— BRIEF —
Produce a verbatim copy of the data below that contains no pictures.

— Photo-based referring expression data —
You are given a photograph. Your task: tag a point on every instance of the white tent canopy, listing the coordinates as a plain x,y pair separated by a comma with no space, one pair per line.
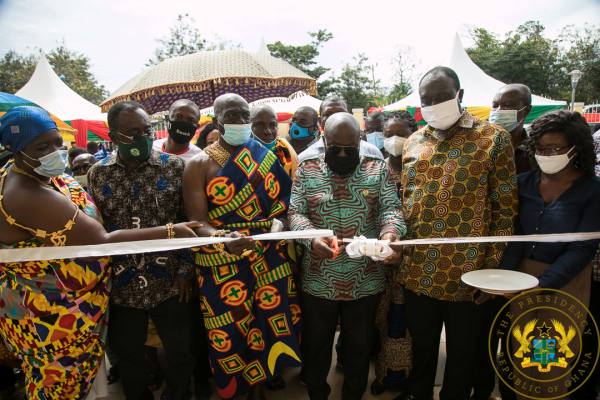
290,104
282,104
47,90
479,87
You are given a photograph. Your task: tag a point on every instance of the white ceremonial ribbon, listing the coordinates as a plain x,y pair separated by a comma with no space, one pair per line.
142,246
147,246
547,238
377,250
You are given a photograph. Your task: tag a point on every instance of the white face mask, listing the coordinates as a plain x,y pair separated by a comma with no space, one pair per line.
51,165
443,115
507,119
237,134
554,164
393,145
82,179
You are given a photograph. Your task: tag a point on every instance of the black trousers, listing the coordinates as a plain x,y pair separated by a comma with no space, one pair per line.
425,317
589,389
320,321
484,375
127,332
199,344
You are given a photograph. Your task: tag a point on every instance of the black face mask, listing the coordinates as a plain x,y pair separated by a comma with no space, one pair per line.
342,165
181,131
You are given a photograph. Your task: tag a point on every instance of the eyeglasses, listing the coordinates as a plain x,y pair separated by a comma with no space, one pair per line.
130,139
335,149
550,151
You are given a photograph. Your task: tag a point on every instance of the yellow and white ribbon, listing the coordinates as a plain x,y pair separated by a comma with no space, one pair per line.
138,247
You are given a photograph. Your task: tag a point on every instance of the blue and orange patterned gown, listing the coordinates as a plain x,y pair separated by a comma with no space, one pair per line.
250,303
52,314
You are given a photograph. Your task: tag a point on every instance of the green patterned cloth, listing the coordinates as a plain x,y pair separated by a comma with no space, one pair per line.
365,203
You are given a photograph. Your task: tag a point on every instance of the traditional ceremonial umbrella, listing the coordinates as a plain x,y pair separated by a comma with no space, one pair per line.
8,101
203,76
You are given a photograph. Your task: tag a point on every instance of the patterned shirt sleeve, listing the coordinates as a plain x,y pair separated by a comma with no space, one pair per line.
298,211
390,207
503,196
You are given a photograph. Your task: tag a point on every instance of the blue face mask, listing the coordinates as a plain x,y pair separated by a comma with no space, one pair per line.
271,145
237,134
376,139
507,119
300,132
51,165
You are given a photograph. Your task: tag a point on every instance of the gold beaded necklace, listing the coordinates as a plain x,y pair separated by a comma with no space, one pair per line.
218,153
25,173
57,238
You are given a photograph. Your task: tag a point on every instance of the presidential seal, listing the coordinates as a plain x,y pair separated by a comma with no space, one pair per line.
548,344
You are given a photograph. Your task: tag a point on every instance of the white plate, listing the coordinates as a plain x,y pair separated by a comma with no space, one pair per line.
499,281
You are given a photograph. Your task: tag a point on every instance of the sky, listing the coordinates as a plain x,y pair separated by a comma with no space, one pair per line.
120,36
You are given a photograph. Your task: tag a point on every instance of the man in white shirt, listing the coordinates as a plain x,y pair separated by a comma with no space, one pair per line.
182,122
329,106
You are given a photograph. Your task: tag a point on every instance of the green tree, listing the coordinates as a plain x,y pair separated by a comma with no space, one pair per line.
404,65
355,84
581,51
15,71
184,38
524,56
72,67
304,56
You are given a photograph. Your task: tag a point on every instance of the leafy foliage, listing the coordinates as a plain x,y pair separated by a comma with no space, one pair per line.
184,38
527,56
72,67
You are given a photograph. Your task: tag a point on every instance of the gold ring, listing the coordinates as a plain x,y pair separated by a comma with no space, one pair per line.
247,252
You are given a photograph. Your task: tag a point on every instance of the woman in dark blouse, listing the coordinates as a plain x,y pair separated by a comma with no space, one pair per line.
560,195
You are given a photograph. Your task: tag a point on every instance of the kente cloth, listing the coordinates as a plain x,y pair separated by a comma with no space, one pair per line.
287,156
52,314
249,304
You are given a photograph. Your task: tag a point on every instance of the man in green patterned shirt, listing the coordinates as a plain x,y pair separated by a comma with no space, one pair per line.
351,195
458,176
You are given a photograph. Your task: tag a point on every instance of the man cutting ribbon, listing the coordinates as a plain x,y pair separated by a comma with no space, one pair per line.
352,195
247,292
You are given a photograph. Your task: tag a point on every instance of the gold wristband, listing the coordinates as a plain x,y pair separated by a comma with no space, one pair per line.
170,230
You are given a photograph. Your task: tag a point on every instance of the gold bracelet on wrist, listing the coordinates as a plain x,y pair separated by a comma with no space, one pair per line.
220,247
170,230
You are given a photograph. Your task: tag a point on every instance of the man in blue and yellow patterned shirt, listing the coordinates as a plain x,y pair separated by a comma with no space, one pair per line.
351,195
458,177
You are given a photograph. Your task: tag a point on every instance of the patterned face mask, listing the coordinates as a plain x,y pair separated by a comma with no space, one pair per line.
138,150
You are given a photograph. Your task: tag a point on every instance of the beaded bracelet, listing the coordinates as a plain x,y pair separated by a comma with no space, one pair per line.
170,230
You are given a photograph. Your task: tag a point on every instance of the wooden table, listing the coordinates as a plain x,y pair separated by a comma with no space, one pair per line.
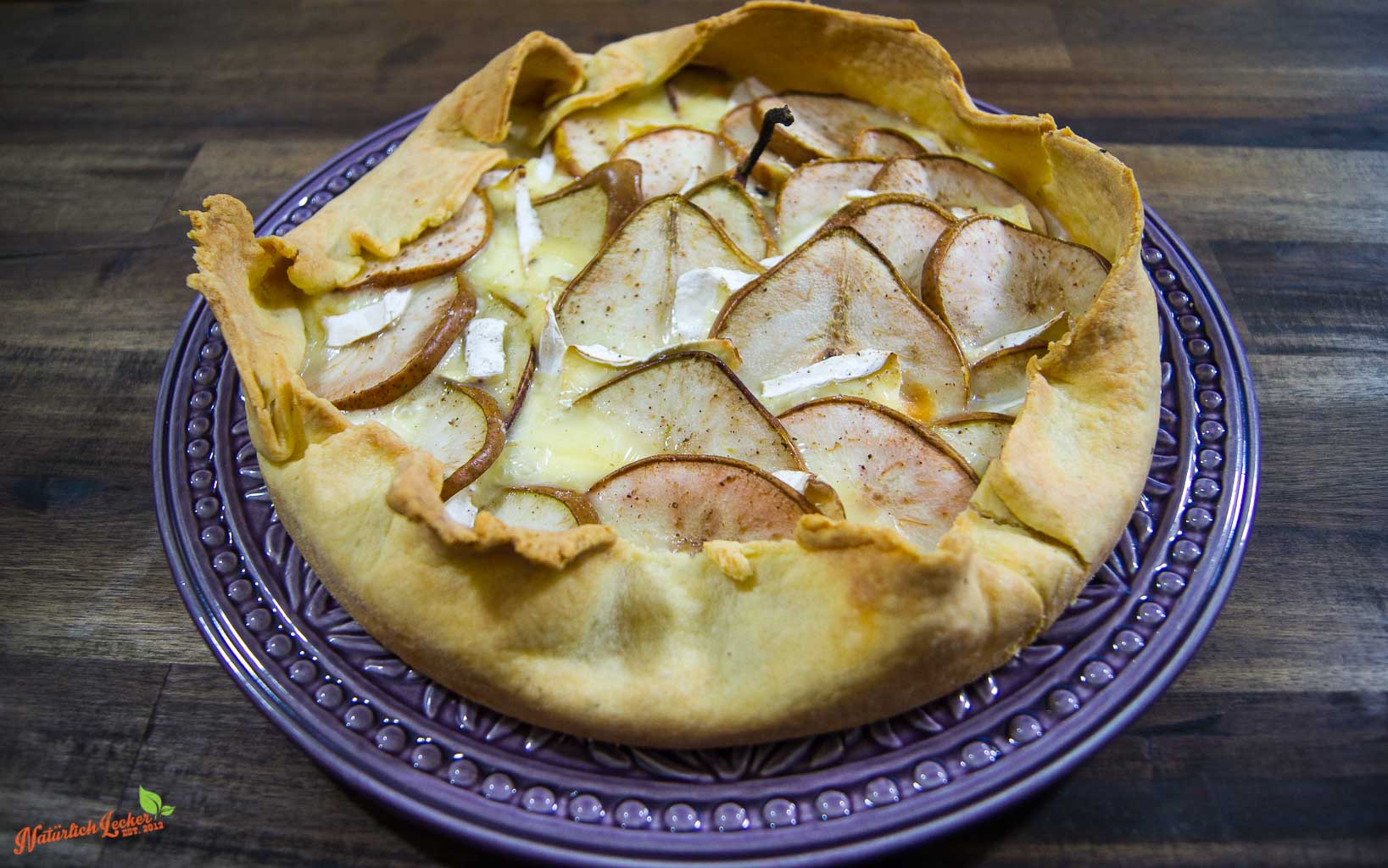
1257,128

— TASK RESPONSE —
You are given a photograph. Your task: tag a point on every instance of the white tent canopy, listing the coordinates as a plain x,y pair separated by a comma with no space, one pair per line.
290,104
282,104
47,90
479,87
You are given a photograph. Your task: tag a point on every instance of the white ceremonial ribbon, listing the coordinates as a plain x,y pair separated by a comma with no space, one pair per line.
142,246
147,246
547,238
377,250
You are given a photograph. Your task: tag a point on every instance of the white face mask, listing the coordinates as a plain x,y pair separated by a comma with no space, one pair per line.
51,165
443,115
507,119
237,134
554,164
393,145
82,179
You are given a photograph. Your task: tag a point on every instance of the black trousers, listing the coordinates as a plain x,y pair separated by a comma with no space, one pair per line.
425,317
589,389
320,321
484,375
127,332
199,344
You are given a photograph. Your task: tag a point on every instance of the black face mask, listing the coordinates as a plain x,y pair separated by a comma with no space, one pair per line.
342,165
181,131
You are given a photograph. Your task: tag a point on every instance of the eyeglasses, listing the coordinates as a plain x,y pair separated by a comma with no space, one pair per line.
130,139
335,149
550,151
You are given a photograph. Your task: tag a point on every instance of the yellow and white ribbon, listing the coordinates as a plain x,y pair separated by a comma with no space, one pair per line.
138,247
You are given a photograph. Your task: tag a point on every instance of the blue and orange patterned gown, listing the coordinates as a plain x,y pair separated by a comma with no space, one pair per line.
250,303
52,314
You are given a photograph. Your task: tag a point on every instance of the green patterned cloth, listing the coordinates as a plain x,y pair separated by a comma with no space, one pair per line.
365,203
You are given a photograph. Your task: tag a point on every instance of the traditional ceremonial umbrella, listing the coordinates as a plain x,y pair separated by a comma with no space, one pair per line.
8,101
203,76
You are given a photograph. Your task: tag a point on every instance of the patterned shirt sleeve, listing the coordinates as a plain x,y pair separated by a comma with no space, one pair per line.
298,211
390,207
503,196
You are given a photograph. Your task: tag a point on every instance of the blue face mask, listing the coordinates as a plain x,y pair separated by a comma with no space, one pair per line.
271,145
237,134
376,139
507,119
300,132
51,165
You are given a photograph. Your task: tag a point on every instance of the gold beaded necklace, listing the coordinates as a plain x,y pair separated by a comma with no space, one pair per line.
218,153
25,173
57,238
You are given a photograph. Your task: tag a point on every instance of the presidential seal, listing the coordinates as a plain x,y pair separated by a comma with no space, one pair per line.
548,344
You are given a photograph. Your task: tag a point on every instance of the white plate, listing the coordinates as a plain x,y pair separated by a comma with no space, one pair per line.
499,281
You are given a photograph. Your task: tag a point on every instance of the sky, listing the coordinates as a plain x,y pair separated by a comma with no space, one pair per line.
120,36
You are given a photograph. Your task: tag a point on every instance of the man in white shirt, listing the coordinates as a plain x,y pair separated by a comma with no space, one pair per line.
182,122
329,106
You are given a photograph. Your task: tag a point on every instance of the green tree, listing the coordinates as a plain x,y pair separated by a comma with no space, one pair per line.
404,65
355,84
581,51
15,71
184,38
524,56
72,67
304,56
You are given a photograph. Your task: tag a point on every instance of the leafy foliage, listing the coordinates as a plain x,y pair separated by a comma with no space, one pair per line.
184,38
527,56
72,67
You are given a photograph. Your task: tag a point on every instance of the gold ring, listing the coordinates as a plain x,y pair separated by a comma with no space, one pair per line.
247,252
You are given a photograph. Your task: tag a point on every instance of the woman in dark blouse, listing the coordinates as a plain x,y pair separated by a comma with no space, one pair per line.
560,195
You are given a photograph. Your task: tag a point on every instance of the kente cloth, listing the coordinates as a plain x,y pair separated by a comma with no space, one pair per line.
287,156
52,314
249,304
You are given a photograph. Your task: tag a point on every instance of the man in green patterned shirt, listing the coordinates as a plain x,y pair separated by a comma with no space, one pair per line.
351,195
458,176
You are given a photograph. Your task: tag a point on every instance of the man cutting ribbon, listing the coordinates as a plain x,y pair separated by a comma with no space, one pair per line.
352,195
247,292
You are given a photograph. Your task: tag a point on every instance of the gold wristband, listing the coordinates as a plain x,y pair separated by a comma with no space, one pair per line.
170,230
You are given a photograph. Your task: tag a point on every instance of the gold bracelet on wrist, listing the coordinates as a plain x,y pair separated by a comma with no space, one pair per line.
220,247
170,230
You are given a photograph. Your task: tag a point on every instance of the man in blue and yellow patterned shirt, listing the coordinates as a plain x,y pair separated by a comma with no space, one pair per line.
351,195
458,177
You are given a photograph. Your task: tag a point on every instance of the patterned face mask, listing the coordinates as a plain x,y pair separated by a comma with no space, one pair per line.
138,150
You are given a photograph. Your task: tag a point on every instance of the beaded bracelet, listing the coordinates as a plain x,y pair separated by a comma with no space, one pair per line.
170,230
You are given a photograph. Your task: tag a point on every instance of the wooden table, listing the coordinates as a plain x,y pair separated by a comma with no space, one pair per line.
1257,128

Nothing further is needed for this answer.